__Work instruction__. Check each line of the data for "wooden", then give the number of lines that have it, without any other words.

__Source material__.

════════

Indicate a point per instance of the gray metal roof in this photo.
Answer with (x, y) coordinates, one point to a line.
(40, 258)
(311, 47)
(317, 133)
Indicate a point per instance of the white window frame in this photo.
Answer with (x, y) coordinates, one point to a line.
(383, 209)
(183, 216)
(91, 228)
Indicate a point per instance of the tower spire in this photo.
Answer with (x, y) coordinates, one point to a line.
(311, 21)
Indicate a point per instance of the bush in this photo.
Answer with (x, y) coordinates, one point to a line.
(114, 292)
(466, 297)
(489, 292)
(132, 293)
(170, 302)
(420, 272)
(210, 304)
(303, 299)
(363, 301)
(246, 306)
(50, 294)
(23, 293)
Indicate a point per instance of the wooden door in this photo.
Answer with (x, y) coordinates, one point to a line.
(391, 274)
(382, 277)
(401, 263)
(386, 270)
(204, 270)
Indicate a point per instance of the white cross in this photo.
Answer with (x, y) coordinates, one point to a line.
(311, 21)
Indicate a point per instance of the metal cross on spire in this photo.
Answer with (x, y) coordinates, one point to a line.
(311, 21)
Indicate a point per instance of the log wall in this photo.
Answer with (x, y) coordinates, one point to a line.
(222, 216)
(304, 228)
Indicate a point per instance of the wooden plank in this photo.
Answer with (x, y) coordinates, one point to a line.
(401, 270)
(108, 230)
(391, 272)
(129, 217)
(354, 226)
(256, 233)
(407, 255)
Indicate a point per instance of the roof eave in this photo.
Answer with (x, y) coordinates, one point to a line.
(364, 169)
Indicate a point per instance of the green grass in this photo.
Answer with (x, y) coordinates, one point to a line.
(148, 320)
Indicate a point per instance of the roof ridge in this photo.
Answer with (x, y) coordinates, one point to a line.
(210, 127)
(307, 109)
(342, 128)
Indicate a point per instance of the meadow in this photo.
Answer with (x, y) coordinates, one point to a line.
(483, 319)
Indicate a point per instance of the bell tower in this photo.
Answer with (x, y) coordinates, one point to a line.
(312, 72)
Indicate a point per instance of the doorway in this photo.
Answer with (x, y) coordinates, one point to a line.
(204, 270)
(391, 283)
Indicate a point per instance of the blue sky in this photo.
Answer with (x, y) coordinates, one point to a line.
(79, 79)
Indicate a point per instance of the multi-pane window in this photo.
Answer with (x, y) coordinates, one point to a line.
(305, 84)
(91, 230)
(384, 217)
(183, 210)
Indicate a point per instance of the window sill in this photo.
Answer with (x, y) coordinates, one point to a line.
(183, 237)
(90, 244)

════════

__Response to the task__. 2